--- Source information ---
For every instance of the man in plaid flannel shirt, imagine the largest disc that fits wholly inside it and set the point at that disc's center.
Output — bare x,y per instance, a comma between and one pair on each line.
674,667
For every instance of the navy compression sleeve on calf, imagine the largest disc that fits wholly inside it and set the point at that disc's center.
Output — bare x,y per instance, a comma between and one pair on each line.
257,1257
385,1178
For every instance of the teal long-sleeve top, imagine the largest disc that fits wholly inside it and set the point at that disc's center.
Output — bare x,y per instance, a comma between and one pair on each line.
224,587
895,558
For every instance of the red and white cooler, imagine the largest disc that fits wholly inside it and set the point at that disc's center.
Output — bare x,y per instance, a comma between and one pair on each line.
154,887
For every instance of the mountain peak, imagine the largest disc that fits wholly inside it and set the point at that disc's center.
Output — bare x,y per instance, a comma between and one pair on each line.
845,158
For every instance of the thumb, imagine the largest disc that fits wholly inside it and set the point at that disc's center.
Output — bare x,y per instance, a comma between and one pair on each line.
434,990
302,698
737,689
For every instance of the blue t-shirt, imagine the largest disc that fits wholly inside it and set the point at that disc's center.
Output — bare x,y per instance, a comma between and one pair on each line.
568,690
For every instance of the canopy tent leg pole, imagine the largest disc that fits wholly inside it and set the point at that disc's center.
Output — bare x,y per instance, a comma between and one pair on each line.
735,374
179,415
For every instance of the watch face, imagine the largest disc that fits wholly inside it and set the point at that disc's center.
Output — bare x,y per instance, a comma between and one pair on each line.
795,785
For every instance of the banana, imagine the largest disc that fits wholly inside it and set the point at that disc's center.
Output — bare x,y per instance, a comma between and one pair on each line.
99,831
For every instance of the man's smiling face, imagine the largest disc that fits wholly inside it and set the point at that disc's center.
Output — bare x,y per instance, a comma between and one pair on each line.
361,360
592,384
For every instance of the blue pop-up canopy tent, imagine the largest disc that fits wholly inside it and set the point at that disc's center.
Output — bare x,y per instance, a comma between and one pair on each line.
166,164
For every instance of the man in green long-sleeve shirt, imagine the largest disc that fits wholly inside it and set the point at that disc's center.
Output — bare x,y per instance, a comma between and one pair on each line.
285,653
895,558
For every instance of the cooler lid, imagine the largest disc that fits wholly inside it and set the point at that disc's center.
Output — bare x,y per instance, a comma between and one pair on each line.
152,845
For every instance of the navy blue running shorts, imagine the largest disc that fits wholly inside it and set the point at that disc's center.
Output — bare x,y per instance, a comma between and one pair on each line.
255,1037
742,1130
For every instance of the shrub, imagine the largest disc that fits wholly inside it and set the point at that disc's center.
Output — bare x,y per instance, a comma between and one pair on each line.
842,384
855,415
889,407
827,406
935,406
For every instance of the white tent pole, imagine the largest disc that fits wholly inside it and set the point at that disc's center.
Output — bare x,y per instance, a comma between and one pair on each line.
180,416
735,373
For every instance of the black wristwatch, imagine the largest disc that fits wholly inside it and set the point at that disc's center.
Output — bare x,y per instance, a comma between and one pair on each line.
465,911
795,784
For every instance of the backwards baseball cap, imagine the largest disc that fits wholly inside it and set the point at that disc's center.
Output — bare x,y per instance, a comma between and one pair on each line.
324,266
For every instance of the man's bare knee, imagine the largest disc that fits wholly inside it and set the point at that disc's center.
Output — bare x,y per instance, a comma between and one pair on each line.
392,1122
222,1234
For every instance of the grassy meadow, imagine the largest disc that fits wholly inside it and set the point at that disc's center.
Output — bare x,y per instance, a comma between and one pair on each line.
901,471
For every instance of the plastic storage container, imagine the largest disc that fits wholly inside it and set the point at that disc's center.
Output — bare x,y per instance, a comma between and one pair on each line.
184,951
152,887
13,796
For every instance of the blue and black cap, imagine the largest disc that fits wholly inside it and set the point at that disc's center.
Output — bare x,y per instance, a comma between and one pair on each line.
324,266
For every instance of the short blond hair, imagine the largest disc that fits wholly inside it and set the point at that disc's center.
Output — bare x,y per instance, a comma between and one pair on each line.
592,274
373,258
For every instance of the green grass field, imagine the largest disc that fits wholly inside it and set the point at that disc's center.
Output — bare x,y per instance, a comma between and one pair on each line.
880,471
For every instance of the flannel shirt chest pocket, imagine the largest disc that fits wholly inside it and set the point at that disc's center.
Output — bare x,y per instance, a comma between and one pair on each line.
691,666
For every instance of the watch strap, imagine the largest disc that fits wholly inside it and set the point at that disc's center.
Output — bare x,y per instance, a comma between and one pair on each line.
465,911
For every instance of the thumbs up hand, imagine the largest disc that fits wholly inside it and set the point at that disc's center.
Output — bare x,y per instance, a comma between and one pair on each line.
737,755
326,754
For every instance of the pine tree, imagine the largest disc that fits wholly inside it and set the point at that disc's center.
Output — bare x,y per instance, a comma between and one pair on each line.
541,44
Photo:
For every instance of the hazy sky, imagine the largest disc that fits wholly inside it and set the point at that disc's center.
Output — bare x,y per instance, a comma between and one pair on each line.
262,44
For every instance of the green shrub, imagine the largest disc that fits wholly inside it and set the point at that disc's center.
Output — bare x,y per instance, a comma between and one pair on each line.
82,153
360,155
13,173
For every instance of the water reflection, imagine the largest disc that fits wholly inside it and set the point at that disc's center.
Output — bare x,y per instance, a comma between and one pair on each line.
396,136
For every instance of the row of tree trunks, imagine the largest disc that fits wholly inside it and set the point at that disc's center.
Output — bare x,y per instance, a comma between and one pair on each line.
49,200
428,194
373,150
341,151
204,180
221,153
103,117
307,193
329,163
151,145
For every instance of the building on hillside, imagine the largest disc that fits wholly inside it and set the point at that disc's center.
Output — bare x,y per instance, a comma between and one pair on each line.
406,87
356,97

--- Exercise objective ---
Show every line in the records above that contains the word "white".

--- Reply ---
For every instance of the red and white cooler, imagine the largest disc that fits wholly inside it and set the point at that disc's center.
For every instance of the white tent pole, imagine the largest disc that fits wholly inside it and set the point at that disc's center.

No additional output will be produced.